Exercise directions:
Your answer should hold only the lines from the one with "Target: concrete floor" through the end of the records, repeated exactly and minus any pictures.

Information given:
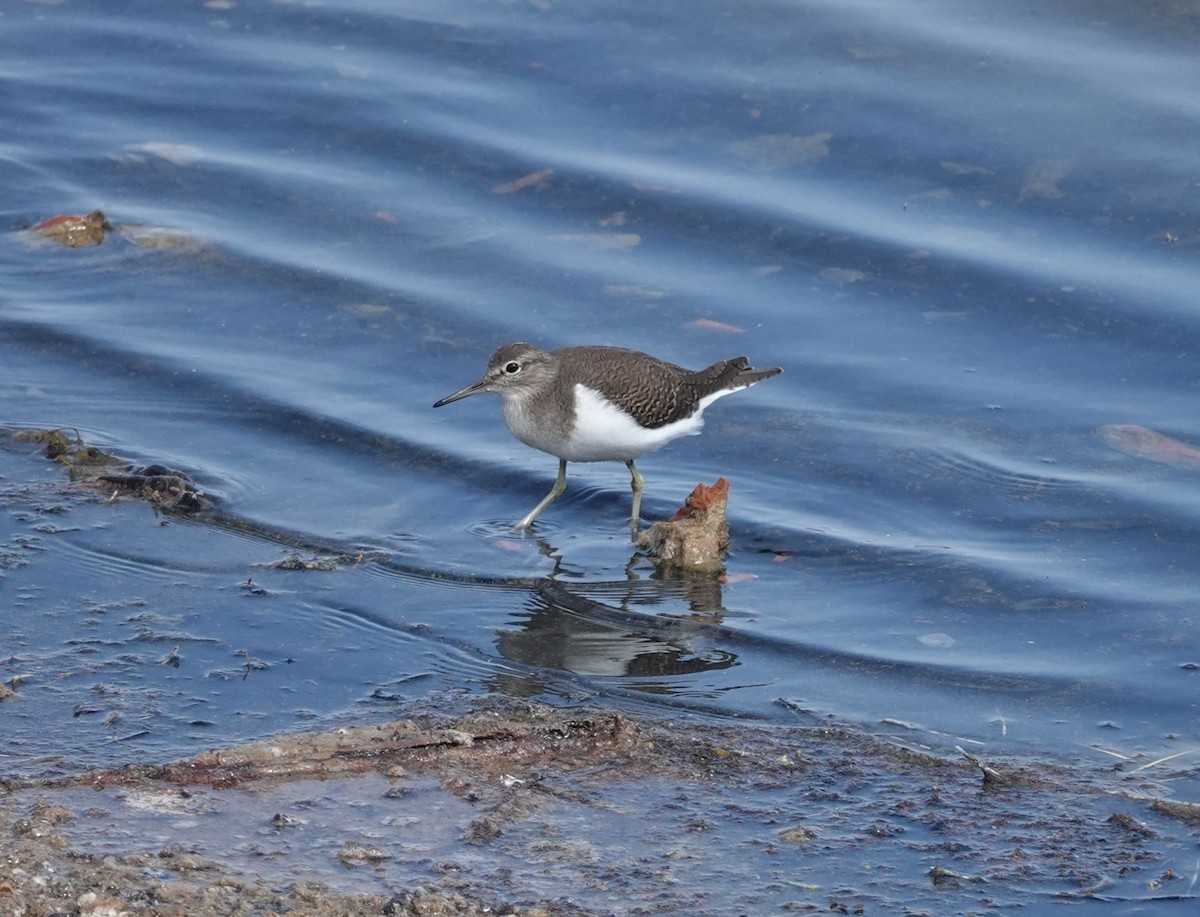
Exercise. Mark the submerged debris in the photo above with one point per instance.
(1141, 442)
(163, 487)
(73, 231)
(697, 535)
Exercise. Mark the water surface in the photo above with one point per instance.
(966, 232)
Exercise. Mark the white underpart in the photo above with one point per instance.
(606, 433)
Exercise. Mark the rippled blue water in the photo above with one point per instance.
(966, 231)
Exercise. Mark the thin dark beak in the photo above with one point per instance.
(473, 389)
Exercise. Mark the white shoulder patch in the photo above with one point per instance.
(606, 433)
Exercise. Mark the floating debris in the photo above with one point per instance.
(1145, 443)
(697, 535)
(525, 181)
(783, 150)
(75, 232)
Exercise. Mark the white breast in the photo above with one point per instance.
(606, 433)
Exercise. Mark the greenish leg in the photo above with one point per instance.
(635, 521)
(555, 493)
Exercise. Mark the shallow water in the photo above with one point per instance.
(966, 232)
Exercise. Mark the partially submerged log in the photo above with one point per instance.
(697, 535)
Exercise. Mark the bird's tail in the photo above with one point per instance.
(730, 376)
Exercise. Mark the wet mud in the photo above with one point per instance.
(523, 808)
(529, 809)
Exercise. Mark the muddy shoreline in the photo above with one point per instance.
(511, 809)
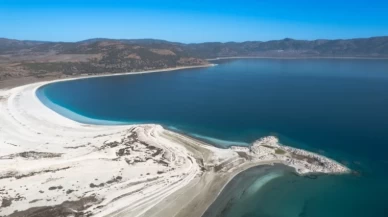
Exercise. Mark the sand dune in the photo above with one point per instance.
(53, 166)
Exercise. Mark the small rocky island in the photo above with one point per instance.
(53, 166)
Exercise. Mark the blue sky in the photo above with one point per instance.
(192, 21)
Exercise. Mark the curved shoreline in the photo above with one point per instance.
(47, 152)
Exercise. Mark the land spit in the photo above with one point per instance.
(53, 166)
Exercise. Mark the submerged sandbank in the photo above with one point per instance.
(143, 170)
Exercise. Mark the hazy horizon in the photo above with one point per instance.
(190, 22)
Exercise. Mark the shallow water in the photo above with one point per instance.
(335, 107)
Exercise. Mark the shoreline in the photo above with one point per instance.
(43, 149)
(296, 58)
(31, 80)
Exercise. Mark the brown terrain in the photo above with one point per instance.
(28, 61)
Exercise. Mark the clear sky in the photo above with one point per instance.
(192, 20)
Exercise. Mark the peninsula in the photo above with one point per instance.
(53, 166)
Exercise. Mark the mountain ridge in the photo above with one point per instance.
(20, 58)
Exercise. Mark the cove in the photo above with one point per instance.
(337, 107)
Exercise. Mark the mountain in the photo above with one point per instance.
(102, 55)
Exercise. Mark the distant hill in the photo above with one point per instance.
(102, 55)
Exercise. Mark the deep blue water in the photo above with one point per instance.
(335, 107)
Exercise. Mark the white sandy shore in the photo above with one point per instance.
(301, 57)
(52, 165)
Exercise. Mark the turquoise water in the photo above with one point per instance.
(334, 107)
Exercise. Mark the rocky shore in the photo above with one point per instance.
(53, 166)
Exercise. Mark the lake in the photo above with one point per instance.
(336, 107)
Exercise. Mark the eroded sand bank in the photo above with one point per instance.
(53, 166)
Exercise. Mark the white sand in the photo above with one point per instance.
(136, 170)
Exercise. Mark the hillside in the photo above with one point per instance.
(101, 55)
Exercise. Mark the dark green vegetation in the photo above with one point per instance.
(95, 56)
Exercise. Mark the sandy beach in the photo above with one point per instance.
(53, 166)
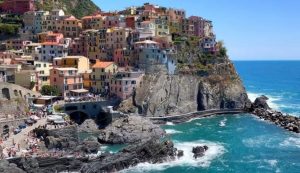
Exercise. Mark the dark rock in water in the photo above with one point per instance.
(7, 167)
(261, 102)
(180, 153)
(130, 129)
(89, 125)
(48, 164)
(150, 151)
(88, 147)
(199, 151)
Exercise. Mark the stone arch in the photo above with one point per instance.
(78, 116)
(16, 93)
(5, 93)
(5, 129)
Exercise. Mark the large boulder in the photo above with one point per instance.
(199, 151)
(89, 125)
(152, 151)
(261, 102)
(7, 167)
(130, 129)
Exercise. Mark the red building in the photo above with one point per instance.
(17, 6)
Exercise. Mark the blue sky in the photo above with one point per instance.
(251, 29)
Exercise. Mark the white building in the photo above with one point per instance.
(51, 50)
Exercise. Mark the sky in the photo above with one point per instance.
(250, 29)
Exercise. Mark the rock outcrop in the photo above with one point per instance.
(7, 167)
(163, 94)
(261, 109)
(150, 151)
(199, 151)
(261, 102)
(89, 125)
(130, 129)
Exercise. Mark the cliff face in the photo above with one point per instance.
(78, 8)
(163, 94)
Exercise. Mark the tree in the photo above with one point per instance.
(49, 90)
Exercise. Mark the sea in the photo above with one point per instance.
(242, 143)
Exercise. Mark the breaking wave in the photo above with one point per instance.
(214, 151)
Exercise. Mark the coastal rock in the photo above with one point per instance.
(199, 151)
(261, 102)
(180, 153)
(130, 129)
(48, 164)
(7, 167)
(89, 125)
(162, 94)
(151, 151)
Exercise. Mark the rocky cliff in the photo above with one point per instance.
(211, 83)
(78, 8)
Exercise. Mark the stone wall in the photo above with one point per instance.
(10, 91)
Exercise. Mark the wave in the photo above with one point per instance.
(223, 122)
(214, 150)
(170, 124)
(172, 131)
(271, 102)
(198, 124)
(291, 141)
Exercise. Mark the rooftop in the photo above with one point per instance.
(101, 64)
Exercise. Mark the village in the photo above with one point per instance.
(104, 56)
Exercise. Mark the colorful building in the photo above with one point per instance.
(101, 75)
(123, 83)
(81, 63)
(16, 44)
(17, 6)
(68, 81)
(42, 70)
(51, 50)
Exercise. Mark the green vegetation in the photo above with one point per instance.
(78, 8)
(58, 108)
(49, 90)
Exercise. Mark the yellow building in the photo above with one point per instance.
(92, 22)
(43, 73)
(101, 75)
(96, 44)
(116, 38)
(87, 79)
(26, 79)
(79, 62)
(71, 27)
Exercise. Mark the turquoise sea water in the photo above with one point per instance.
(242, 143)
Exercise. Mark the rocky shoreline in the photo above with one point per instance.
(261, 109)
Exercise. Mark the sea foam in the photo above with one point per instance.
(172, 131)
(271, 102)
(214, 150)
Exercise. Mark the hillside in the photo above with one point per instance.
(78, 8)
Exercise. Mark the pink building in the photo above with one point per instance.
(67, 80)
(122, 57)
(78, 46)
(125, 82)
(17, 6)
(54, 37)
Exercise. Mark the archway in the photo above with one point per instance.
(5, 130)
(16, 93)
(78, 117)
(5, 93)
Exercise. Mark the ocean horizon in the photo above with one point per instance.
(243, 142)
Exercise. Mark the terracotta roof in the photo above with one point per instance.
(49, 43)
(71, 18)
(101, 64)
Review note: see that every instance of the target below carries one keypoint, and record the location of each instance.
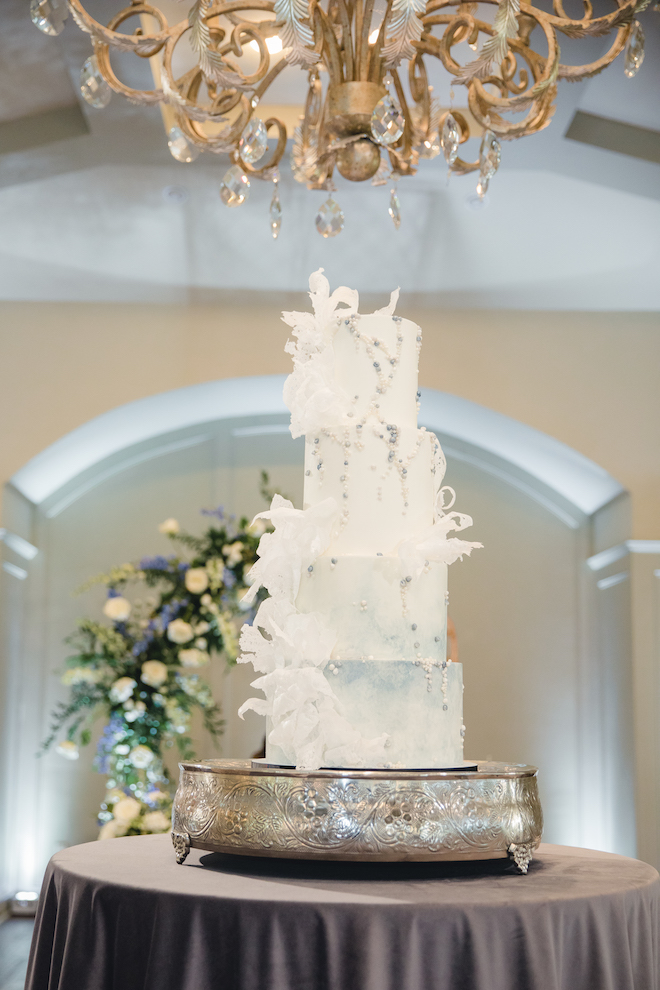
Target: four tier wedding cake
(352, 642)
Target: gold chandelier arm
(331, 52)
(347, 46)
(589, 26)
(573, 73)
(147, 97)
(138, 43)
(362, 41)
(375, 64)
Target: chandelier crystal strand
(49, 15)
(275, 209)
(394, 209)
(235, 187)
(93, 87)
(450, 139)
(180, 147)
(490, 155)
(253, 144)
(329, 219)
(634, 50)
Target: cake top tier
(350, 368)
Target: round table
(121, 915)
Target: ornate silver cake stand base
(242, 807)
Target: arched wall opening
(543, 636)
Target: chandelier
(369, 112)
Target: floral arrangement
(142, 671)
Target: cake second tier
(377, 610)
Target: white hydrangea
(196, 580)
(193, 657)
(299, 537)
(179, 631)
(121, 690)
(141, 757)
(154, 673)
(118, 609)
(68, 749)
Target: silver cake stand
(250, 809)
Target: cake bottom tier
(419, 706)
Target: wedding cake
(352, 642)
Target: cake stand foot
(181, 845)
(521, 853)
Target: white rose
(233, 553)
(113, 829)
(154, 673)
(67, 749)
(118, 609)
(197, 580)
(126, 810)
(169, 528)
(141, 757)
(193, 658)
(179, 631)
(121, 690)
(156, 821)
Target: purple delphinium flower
(111, 734)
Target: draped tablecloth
(121, 915)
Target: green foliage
(142, 671)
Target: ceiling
(93, 207)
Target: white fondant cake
(352, 642)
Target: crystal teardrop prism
(93, 86)
(235, 187)
(394, 209)
(330, 219)
(490, 155)
(387, 121)
(275, 213)
(180, 147)
(49, 15)
(254, 141)
(634, 50)
(450, 140)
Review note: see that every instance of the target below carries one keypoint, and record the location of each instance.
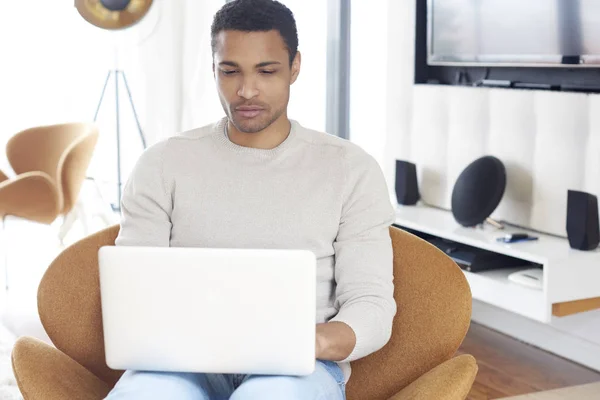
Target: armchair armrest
(451, 380)
(45, 373)
(31, 195)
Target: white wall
(549, 142)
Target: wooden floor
(508, 367)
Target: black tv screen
(514, 33)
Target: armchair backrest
(432, 294)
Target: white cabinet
(571, 277)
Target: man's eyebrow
(260, 65)
(267, 63)
(229, 63)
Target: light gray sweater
(314, 191)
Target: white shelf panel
(441, 223)
(493, 287)
(569, 274)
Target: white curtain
(54, 65)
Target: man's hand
(335, 341)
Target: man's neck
(267, 139)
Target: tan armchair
(434, 309)
(50, 163)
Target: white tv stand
(571, 278)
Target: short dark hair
(257, 16)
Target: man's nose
(248, 90)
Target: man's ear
(296, 67)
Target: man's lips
(249, 111)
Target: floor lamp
(116, 15)
(116, 73)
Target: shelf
(493, 287)
(571, 277)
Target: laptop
(242, 311)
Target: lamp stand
(116, 73)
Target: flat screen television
(515, 33)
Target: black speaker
(407, 186)
(582, 220)
(478, 191)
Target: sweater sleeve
(146, 203)
(364, 258)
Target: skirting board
(543, 336)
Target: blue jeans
(325, 383)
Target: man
(256, 179)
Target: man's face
(253, 76)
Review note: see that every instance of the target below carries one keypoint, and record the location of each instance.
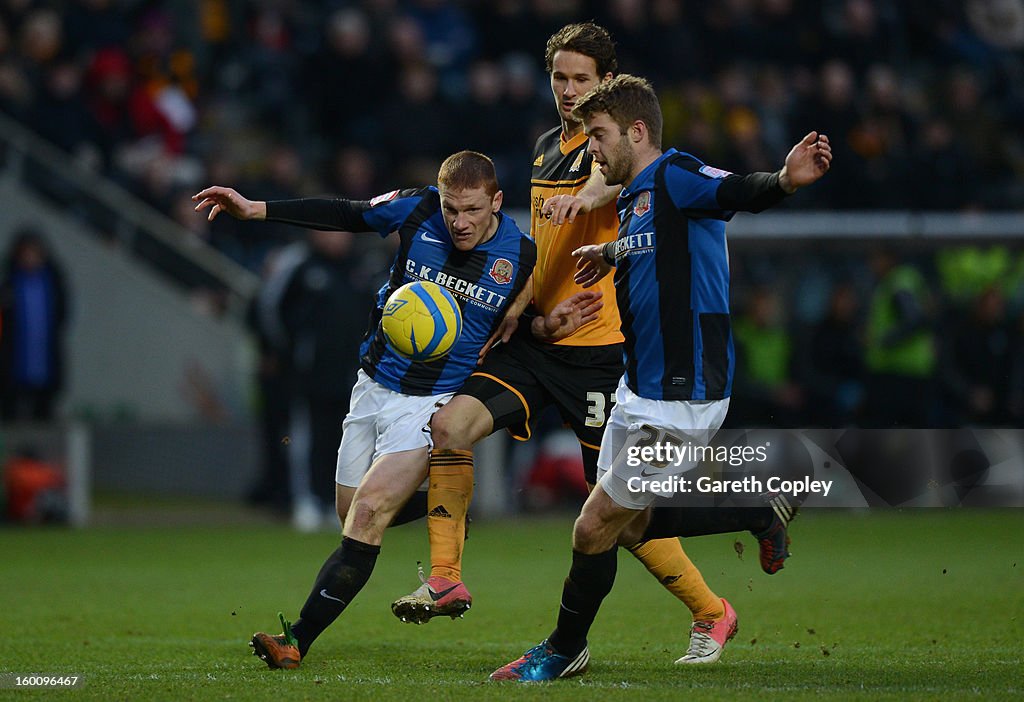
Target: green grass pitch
(886, 605)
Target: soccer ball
(421, 321)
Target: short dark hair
(466, 170)
(625, 98)
(586, 38)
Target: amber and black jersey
(562, 168)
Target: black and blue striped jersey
(484, 280)
(672, 281)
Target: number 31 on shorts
(596, 402)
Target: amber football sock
(448, 500)
(667, 561)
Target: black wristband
(608, 252)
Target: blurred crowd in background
(923, 99)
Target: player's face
(469, 215)
(572, 75)
(611, 148)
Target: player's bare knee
(634, 531)
(368, 517)
(590, 535)
(451, 430)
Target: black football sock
(589, 582)
(341, 578)
(700, 521)
(415, 509)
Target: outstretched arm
(567, 316)
(314, 213)
(227, 200)
(807, 162)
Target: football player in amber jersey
(571, 207)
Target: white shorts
(637, 423)
(381, 422)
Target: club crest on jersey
(502, 271)
(578, 163)
(386, 198)
(642, 206)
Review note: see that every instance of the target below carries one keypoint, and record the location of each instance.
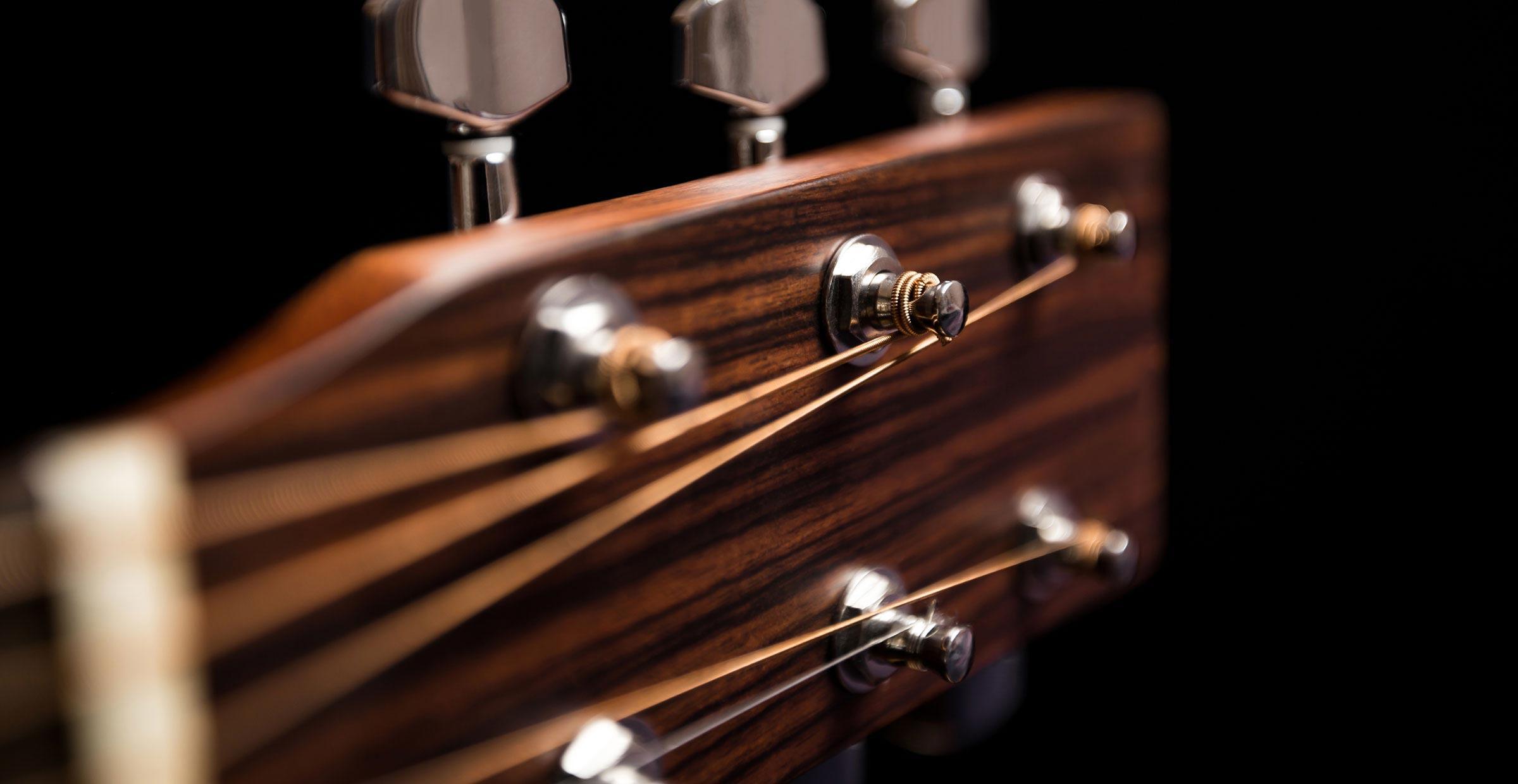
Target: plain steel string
(247, 503)
(705, 725)
(492, 757)
(254, 606)
(259, 712)
(249, 607)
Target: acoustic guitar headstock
(705, 482)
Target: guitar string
(500, 754)
(249, 607)
(256, 713)
(708, 724)
(240, 504)
(254, 606)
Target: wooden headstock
(359, 568)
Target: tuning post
(1094, 546)
(612, 752)
(931, 642)
(867, 293)
(761, 56)
(942, 44)
(480, 64)
(1049, 228)
(585, 345)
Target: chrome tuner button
(480, 64)
(867, 293)
(761, 56)
(1098, 548)
(583, 345)
(930, 644)
(942, 44)
(1049, 226)
(612, 752)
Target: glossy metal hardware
(961, 718)
(942, 44)
(612, 752)
(1101, 549)
(867, 293)
(761, 56)
(930, 644)
(480, 64)
(1049, 228)
(585, 346)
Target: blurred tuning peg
(940, 43)
(761, 56)
(1049, 225)
(480, 64)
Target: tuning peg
(761, 56)
(1049, 228)
(867, 293)
(940, 43)
(480, 64)
(1095, 546)
(930, 642)
(583, 345)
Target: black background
(190, 169)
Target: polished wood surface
(916, 472)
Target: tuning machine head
(761, 56)
(1094, 545)
(480, 64)
(612, 752)
(930, 642)
(867, 293)
(1049, 226)
(940, 43)
(585, 345)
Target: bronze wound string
(256, 713)
(236, 505)
(492, 757)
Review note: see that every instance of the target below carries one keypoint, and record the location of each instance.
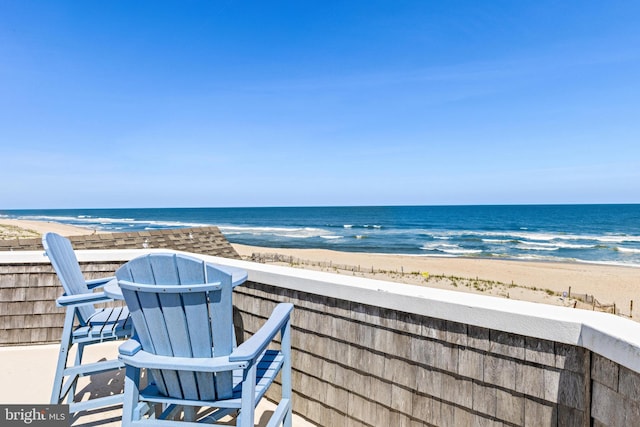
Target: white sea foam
(462, 251)
(627, 250)
(533, 246)
(291, 232)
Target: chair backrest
(65, 263)
(181, 306)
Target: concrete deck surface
(26, 375)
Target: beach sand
(542, 282)
(22, 229)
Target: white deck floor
(27, 372)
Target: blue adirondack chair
(84, 325)
(182, 313)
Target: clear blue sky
(289, 103)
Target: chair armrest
(143, 359)
(98, 283)
(130, 347)
(254, 346)
(82, 299)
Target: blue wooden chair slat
(181, 308)
(84, 324)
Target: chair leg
(63, 355)
(287, 388)
(247, 410)
(131, 396)
(78, 362)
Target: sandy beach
(22, 229)
(543, 282)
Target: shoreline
(527, 280)
(534, 281)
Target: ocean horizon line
(606, 233)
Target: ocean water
(607, 234)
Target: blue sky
(292, 103)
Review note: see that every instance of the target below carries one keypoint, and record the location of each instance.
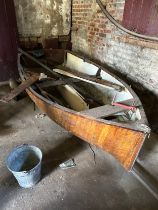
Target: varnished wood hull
(123, 143)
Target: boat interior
(83, 86)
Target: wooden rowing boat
(116, 123)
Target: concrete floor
(104, 185)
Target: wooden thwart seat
(103, 111)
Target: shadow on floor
(68, 149)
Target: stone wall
(43, 18)
(96, 37)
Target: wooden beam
(68, 72)
(53, 83)
(23, 86)
(103, 111)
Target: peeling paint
(43, 18)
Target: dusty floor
(104, 185)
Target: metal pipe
(118, 25)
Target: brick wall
(43, 18)
(95, 36)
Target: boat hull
(123, 143)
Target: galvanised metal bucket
(25, 164)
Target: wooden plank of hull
(123, 143)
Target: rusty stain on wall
(43, 18)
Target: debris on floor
(68, 164)
(40, 116)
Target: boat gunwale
(127, 126)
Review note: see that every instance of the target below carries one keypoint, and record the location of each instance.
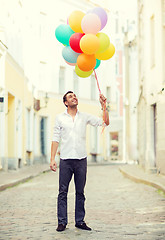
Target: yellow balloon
(89, 44)
(104, 42)
(75, 21)
(81, 73)
(107, 54)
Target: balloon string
(97, 81)
(104, 108)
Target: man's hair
(64, 97)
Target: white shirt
(72, 133)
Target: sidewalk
(137, 174)
(14, 177)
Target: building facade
(151, 102)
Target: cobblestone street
(116, 208)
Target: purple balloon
(101, 13)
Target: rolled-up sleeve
(56, 131)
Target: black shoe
(83, 226)
(61, 227)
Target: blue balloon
(69, 55)
(63, 33)
(97, 63)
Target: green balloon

Answer for the task:
Target: concrete floor
(104, 185)
Target: wooden thwart seat
(103, 111)
Target: shadow on floor
(68, 149)
Target: stone wall
(43, 18)
(96, 37)
Target: wooden beam
(68, 72)
(53, 83)
(23, 86)
(103, 111)
Target: peeling paint
(43, 18)
Target: dusty floor
(104, 185)
Target: metal pipe
(118, 25)
Target: brick wall
(43, 18)
(95, 36)
Target: boat hull
(123, 143)
Target: galvanised metal bucket
(25, 164)
Target: wooden plank of hull
(123, 143)
Target: rusty stain on wall
(43, 18)
Target: debris on floor
(68, 164)
(40, 116)
Target: boat gunwale
(127, 126)
Review note: see that every instance of the target below carries one keypoint, and record the location of each instance.
Target: yellow balloon
(89, 44)
(104, 42)
(75, 21)
(81, 73)
(107, 54)
Target: balloon string
(97, 81)
(104, 108)
Target: man's hair
(64, 97)
Target: white shirt
(72, 133)
Target: sidewalk
(137, 174)
(14, 177)
Target: building facade
(151, 102)
Target: cobblestone street
(116, 208)
Target: purple balloon
(101, 13)
Target: rolled-up sleeve
(56, 131)
Target: black shoe
(83, 226)
(61, 227)
Target: blue balloon
(69, 55)
(63, 33)
(97, 63)
Target: green balloon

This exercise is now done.